• What is being asked:
Recast every line of the records below as a Markdown table with the columns No. and Line, numbering each row and omitting blank lines. Leave the pictures out of the table.
— START —
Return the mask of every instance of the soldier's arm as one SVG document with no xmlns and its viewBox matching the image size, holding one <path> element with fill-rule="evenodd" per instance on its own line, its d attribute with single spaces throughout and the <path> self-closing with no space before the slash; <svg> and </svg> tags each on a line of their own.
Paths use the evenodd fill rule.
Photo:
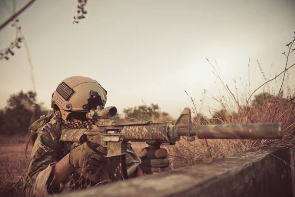
<svg viewBox="0 0 295 197">
<path fill-rule="evenodd" d="M 131 142 L 128 142 L 127 146 L 127 154 L 126 154 L 126 166 L 128 178 L 144 175 L 139 167 L 140 164 L 140 162 L 135 151 L 131 147 Z"/>
<path fill-rule="evenodd" d="M 28 175 L 25 177 L 24 192 L 27 196 L 48 194 L 50 193 L 50 184 L 55 183 L 50 181 L 52 181 L 50 180 L 51 175 L 54 174 L 56 165 L 62 164 L 62 162 L 59 163 L 60 158 L 58 156 L 62 152 L 59 127 L 50 122 L 43 127 L 38 135 L 32 149 Z M 59 177 L 57 178 L 59 180 Z"/>
<path fill-rule="evenodd" d="M 75 171 L 74 167 L 69 163 L 69 153 L 55 165 L 48 181 L 50 183 L 48 188 L 50 191 L 58 191 L 60 184 L 64 184 L 69 176 Z"/>
</svg>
— END —
• Result:
| No. | Line |
|---|---|
| 1 | Return the mask of every instance of the soldier's arm as one SVG document with no xmlns and its viewBox matching the image size, holding one <path> element with fill-rule="evenodd" per instance on its own line, its d attribute with single spaces throughout and the <path> self-closing with no space before the slash; <svg> and </svg> tags each on a line of their own. |
| 2 | Paths use the evenodd fill rule. |
| 3 | Photo: |
| 4 | <svg viewBox="0 0 295 197"> |
| 5 | <path fill-rule="evenodd" d="M 131 142 L 128 142 L 127 146 L 127 154 L 126 154 L 126 166 L 128 178 L 144 175 L 139 167 L 140 164 L 140 162 L 135 151 L 131 147 Z"/> |
| 6 | <path fill-rule="evenodd" d="M 28 175 L 25 177 L 24 192 L 27 196 L 48 194 L 50 193 L 50 184 L 55 183 L 50 181 L 52 181 L 50 180 L 51 175 L 54 174 L 56 165 L 62 164 L 62 162 L 59 163 L 60 158 L 58 156 L 62 152 L 59 127 L 50 122 L 43 127 L 38 135 L 32 149 Z M 59 177 L 57 178 L 59 180 Z"/> |
| 7 | <path fill-rule="evenodd" d="M 75 171 L 74 167 L 69 163 L 69 153 L 55 165 L 48 181 L 50 183 L 48 188 L 50 191 L 58 191 L 60 184 L 64 184 L 69 176 Z"/> |
| 8 | </svg> |